(Brief) Print each line exactly as it is given.

* BEGIN Extracted data *

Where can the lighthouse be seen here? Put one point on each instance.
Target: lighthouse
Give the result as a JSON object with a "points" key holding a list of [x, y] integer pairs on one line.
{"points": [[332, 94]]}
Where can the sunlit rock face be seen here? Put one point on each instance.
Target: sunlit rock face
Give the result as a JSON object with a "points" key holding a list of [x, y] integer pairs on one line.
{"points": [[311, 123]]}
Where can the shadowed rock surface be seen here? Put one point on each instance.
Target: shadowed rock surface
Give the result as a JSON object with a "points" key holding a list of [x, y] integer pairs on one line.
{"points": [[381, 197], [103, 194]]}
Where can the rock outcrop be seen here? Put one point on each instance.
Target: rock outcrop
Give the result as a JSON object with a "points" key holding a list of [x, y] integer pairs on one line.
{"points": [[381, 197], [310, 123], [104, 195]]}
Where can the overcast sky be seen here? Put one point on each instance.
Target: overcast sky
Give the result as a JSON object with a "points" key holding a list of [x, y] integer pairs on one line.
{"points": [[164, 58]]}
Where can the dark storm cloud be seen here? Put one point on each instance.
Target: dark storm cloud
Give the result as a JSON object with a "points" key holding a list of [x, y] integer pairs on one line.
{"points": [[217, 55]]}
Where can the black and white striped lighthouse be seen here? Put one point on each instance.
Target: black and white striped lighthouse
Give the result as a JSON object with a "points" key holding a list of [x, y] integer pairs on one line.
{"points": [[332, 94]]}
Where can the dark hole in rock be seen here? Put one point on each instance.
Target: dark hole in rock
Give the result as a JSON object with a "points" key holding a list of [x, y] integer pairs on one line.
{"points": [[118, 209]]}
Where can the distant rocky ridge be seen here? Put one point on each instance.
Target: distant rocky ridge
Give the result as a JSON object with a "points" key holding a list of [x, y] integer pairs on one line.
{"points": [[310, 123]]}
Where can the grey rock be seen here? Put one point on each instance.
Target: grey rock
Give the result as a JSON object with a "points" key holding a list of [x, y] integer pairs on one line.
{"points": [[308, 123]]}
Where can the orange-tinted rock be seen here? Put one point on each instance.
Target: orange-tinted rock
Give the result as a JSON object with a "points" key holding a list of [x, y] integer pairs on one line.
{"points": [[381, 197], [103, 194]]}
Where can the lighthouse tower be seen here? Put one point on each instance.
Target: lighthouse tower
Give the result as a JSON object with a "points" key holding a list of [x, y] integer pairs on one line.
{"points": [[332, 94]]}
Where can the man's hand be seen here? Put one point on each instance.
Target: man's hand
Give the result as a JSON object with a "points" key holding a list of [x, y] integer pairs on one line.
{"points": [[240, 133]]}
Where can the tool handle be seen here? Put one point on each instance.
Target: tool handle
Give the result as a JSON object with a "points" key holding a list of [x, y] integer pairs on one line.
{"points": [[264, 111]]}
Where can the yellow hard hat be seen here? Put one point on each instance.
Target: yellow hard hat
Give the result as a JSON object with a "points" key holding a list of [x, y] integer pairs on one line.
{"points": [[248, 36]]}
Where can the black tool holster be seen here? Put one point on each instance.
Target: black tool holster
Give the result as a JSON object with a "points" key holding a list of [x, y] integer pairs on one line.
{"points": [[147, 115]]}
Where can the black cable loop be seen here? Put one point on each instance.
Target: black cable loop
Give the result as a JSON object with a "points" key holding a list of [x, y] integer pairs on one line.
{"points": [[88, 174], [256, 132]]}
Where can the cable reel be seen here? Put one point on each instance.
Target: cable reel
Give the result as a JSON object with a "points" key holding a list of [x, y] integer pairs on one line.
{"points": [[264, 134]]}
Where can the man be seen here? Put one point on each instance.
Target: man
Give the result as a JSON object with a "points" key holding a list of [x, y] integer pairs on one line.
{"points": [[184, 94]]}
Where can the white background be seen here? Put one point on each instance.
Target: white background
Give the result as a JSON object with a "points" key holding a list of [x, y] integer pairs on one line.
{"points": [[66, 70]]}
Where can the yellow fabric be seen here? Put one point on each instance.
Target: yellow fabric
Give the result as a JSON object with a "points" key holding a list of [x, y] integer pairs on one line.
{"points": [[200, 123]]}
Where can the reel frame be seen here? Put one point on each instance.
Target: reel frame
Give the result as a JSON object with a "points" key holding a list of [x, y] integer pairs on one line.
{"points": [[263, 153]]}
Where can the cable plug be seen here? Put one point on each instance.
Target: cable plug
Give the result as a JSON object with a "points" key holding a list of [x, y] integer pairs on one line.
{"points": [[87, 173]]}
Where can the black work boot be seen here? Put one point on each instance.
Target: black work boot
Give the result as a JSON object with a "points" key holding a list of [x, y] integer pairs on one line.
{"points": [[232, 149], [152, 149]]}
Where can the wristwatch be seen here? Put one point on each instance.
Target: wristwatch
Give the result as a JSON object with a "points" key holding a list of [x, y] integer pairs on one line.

* END Extracted data *

(Solution to this task)
Where can the lighthouse be seen here? Put one point on each instance.
Target: lighthouse
Give the result as a JSON object with a "points" key holding a list of [x, y] integer pairs on one line.
{"points": [[332, 94]]}
Where can the sunlit rock face be seen here? Put one point on each instance.
Target: sunlit rock face
Give the result as a JSON object with a "points" key holding a list of [x, y] integer pairs on one line.
{"points": [[311, 123]]}
Where can the shadowed rock surface be seen here? Put one point on each instance.
Target: shadowed rock surface
Give the result as a JSON object with a "points" key holding a list of [x, y] integer pairs on one line.
{"points": [[381, 197], [103, 194]]}
Where can the rock outcrop be seen here? Put one point on each instance.
Target: rock outcrop
Give the result as a JSON object with a "points" key holding a list of [x, y] integer pairs on one line.
{"points": [[381, 197], [310, 123], [104, 195]]}
Where can the overcast sky be seen here? Put one point on each instance.
Target: overcast sky
Give the result as a JSON object with a "points" key holding a list of [x, y] integer pairs on one line.
{"points": [[164, 58]]}
Where can the dark storm cloud be seen here? Put one point on each instance.
Target: dark storm cloud
Give the result as a JSON object with a "points" key holding a list of [x, y] integer pairs on one line.
{"points": [[217, 55]]}
Where can the black and white striped lighthouse be seen here? Put one point on each instance.
Target: black and white striped lighthouse
Give the result as a JSON object with a "points" key holding a list of [x, y] integer pairs on one line.
{"points": [[332, 94]]}
Where can the dark hole in rock be seen here? Put one point on each instance.
Target: dark hole in rock
Give the result as a JSON object with a "points" key holding a list of [x, y] integer pairs on one line.
{"points": [[118, 209]]}
Where can the distant rocky ridge be seen here? Put one point on each instance.
Target: distant rocky ridge
Give the result as a JSON object with a "points" key holding a list of [x, y] integer pairs on one line.
{"points": [[310, 123]]}
Where can the grey rock be seen here? Put one point on each instance.
Target: grey rock
Give the result as a JSON object with a "points" key holding a list of [x, y] integer pairs on one line.
{"points": [[308, 123]]}
Where can the orange-tinted rock be seen here? Put one point on each instance.
Target: orange-tinted rock
Give the result as a JSON object with a "points" key holding a list of [x, y] integer pairs on one line.
{"points": [[381, 197], [103, 194]]}
Where can the lighthouse tower be seen here? Put one point on each instance.
Target: lighthouse tower
Give the result as a JSON object with a "points" key holding a list of [x, y] integer pairs on one line.
{"points": [[332, 94]]}
Where can the man's hand be seen here? Put one point on each instance.
Target: man's hand
Give the result as a JSON object with a "points" key holding a list of [x, y] integer pairs on one line.
{"points": [[240, 133]]}
Where can the tool handle be seen here? Put one point on each instance.
Target: tool handle
Give the result as a JSON object with a "points" key holding a list of [x, y] integer pairs on one line.
{"points": [[264, 111]]}
Where can the yellow hard hat be seen here? Put one point on each instance.
Target: yellow hard hat
Give the result as a JSON object with a "points" key holding a list of [x, y] integer pairs on one line.
{"points": [[248, 36]]}
Where can the black tool holster be seen here? Put one point on each instance.
Target: black tool holster
Give the result as a JSON object with a "points" key holding a list of [x, y] integer pairs on one line.
{"points": [[147, 115]]}
Where can the black cable loop be seen here? Put one point on each instance.
Target: black cable loop
Give the result as a JSON object with a "points" key holding a list of [x, y] integer pairs on one line.
{"points": [[88, 174], [256, 132]]}
Where can the cable reel be seen here? Put one point on each instance.
Target: cable reel
Give the result as a JSON object with a "points" key holding a list of [x, y] integer pairs on one line.
{"points": [[264, 134]]}
Where can the man be seen here? Put one point on each instance.
Target: man
Give the result as a JSON object with a "points" key holding a list of [x, y] integer pairs on one line.
{"points": [[184, 94]]}
Where can the white background be seen here? Put one point on each instance.
Target: white background
Give the result as a JSON object with a "points" key holding a list of [x, y] integer pairs on one line.
{"points": [[66, 70]]}
Where can the yellow fabric be seen here? Put one point on each instance.
Target: yellow fabric
Give the result as a JSON object with a "points" key holding a list of [x, y] integer pairs on one line.
{"points": [[200, 123]]}
Where can the reel frame be seen here? Put one point on each instance.
Target: reel frame
Give the result as a JSON object with a "points" key holding a list of [x, y] integer pairs on one line.
{"points": [[263, 153]]}
Where can the cable plug be seen here? Put one point on each instance.
Target: cable plug
Give the result as a JSON object with a "points" key holding a list of [x, y] integer pairs on one line.
{"points": [[87, 173]]}
Where can the black work boot be seen here? Put one point on each instance.
Target: black work boot
Give the result as a JSON object with a "points" key holding a list of [x, y] integer pairs on one line.
{"points": [[232, 149], [152, 149]]}
Where can the wristwatch be seen here? Put one point on each instance.
Target: wristwatch
Give the result as a JSON object with a "points" key holding a list of [x, y] integer pairs on one line.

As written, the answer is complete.